● **EXERCISE DIRECTIONS**
Identify all lines below that hold "cheek" and collect them.

Stored records:
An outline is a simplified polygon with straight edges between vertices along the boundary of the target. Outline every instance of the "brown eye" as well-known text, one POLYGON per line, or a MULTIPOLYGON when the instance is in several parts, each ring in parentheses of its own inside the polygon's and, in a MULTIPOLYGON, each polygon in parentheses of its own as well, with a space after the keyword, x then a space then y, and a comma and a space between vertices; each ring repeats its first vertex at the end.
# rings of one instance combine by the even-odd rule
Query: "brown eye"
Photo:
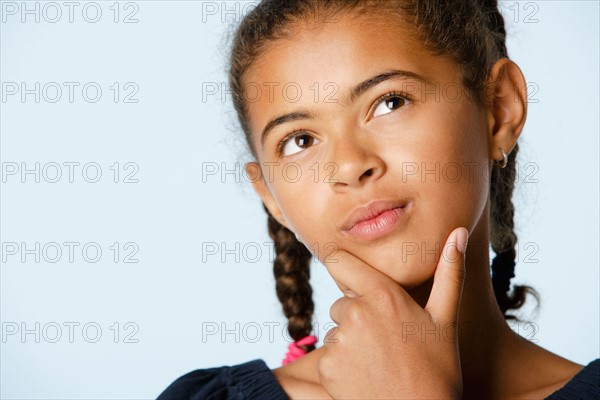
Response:
POLYGON ((294 140, 296 141, 296 144, 299 147, 305 148, 312 144, 312 142, 314 141, 314 138, 312 136, 308 136, 308 135, 300 135, 300 136, 296 136, 294 138, 294 140))
POLYGON ((397 94, 387 94, 379 100, 379 104, 373 112, 373 117, 389 114, 390 112, 404 106, 407 100, 397 94))
POLYGON ((282 155, 290 156, 319 143, 317 139, 306 133, 296 135, 285 141, 282 155))

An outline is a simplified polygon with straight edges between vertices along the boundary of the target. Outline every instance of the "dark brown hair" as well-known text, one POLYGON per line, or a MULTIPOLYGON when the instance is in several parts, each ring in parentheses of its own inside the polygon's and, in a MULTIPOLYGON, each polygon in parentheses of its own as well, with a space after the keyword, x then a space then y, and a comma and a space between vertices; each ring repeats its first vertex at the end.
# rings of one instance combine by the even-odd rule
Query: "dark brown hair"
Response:
MULTIPOLYGON (((229 84, 233 103, 252 154, 247 105, 244 102, 243 79, 261 50, 269 42, 287 37, 292 24, 319 21, 340 11, 392 11, 410 22, 415 37, 433 54, 451 57, 457 64, 462 83, 480 102, 487 101, 487 77, 492 65, 508 58, 504 19, 497 0, 263 0, 241 21, 233 38, 230 56, 229 84)), ((530 286, 514 286, 515 245, 514 206, 515 160, 518 144, 508 157, 506 168, 493 168, 490 181, 491 246, 496 257, 492 262, 492 283, 496 300, 506 319, 518 319, 506 311, 520 308, 527 293, 538 300, 530 286)), ((264 204, 263 204, 264 206, 264 204)), ((294 233, 281 225, 265 207, 269 235, 275 242, 274 274, 277 296, 289 321, 288 331, 294 340, 312 331, 314 304, 309 284, 311 254, 294 233)), ((307 348, 313 350, 314 346, 307 348)))

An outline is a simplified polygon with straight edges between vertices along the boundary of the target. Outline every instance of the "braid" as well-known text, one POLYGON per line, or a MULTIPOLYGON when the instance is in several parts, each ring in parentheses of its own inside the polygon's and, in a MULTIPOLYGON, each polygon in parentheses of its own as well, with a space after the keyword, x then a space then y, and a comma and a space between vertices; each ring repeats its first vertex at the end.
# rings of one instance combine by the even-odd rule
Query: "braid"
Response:
MULTIPOLYGON (((269 236, 275 243, 273 274, 277 298, 288 319, 288 332, 294 341, 310 335, 314 303, 310 279, 311 253, 296 239, 296 235, 267 212, 269 236)), ((301 346, 309 352, 315 346, 301 346)))
POLYGON ((507 315, 506 311, 518 309, 524 303, 527 293, 531 293, 539 304, 538 292, 527 285, 515 285, 512 296, 507 293, 510 289, 510 280, 515 276, 515 258, 517 235, 514 232, 515 207, 512 202, 512 193, 516 175, 516 157, 519 151, 518 143, 508 156, 505 168, 493 168, 490 186, 491 198, 491 242, 492 250, 496 253, 492 261, 492 285, 496 301, 506 319, 516 319, 514 315, 507 315))

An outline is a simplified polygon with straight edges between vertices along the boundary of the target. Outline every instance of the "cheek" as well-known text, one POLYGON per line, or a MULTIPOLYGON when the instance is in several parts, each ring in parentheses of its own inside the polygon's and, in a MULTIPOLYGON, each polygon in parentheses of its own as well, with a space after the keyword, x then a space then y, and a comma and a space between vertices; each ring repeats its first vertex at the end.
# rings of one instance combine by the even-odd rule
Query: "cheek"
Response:
POLYGON ((297 165, 275 169, 271 190, 290 228, 309 247, 330 240, 325 217, 331 204, 327 202, 326 184, 315 182, 310 168, 297 165))
POLYGON ((423 130, 412 178, 424 208, 445 228, 473 228, 489 196, 486 121, 472 104, 447 107, 423 130))

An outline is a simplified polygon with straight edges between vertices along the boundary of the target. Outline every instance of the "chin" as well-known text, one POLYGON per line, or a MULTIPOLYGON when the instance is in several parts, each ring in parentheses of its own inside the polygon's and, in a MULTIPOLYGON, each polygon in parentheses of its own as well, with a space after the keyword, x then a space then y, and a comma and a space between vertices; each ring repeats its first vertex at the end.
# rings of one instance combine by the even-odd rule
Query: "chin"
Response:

● **ANSWER TO THIS TASK**
An outline is a simplified polygon with straight edges between vertices along the boundary of the target. Outline every instance of the "cheek" as well-known text, one POLYGON per line, or a MULTIPOLYGON when the instance is in several parts, each ring in parentheses of its own inside the polygon's and, in a MULTIPOLYGON, each polygon in parentheses of its own as well, with a space after the keyword, x then a space then y, and a comma and a space between vertices; each ring repeats its first vertex at the end.
Query: "cheek"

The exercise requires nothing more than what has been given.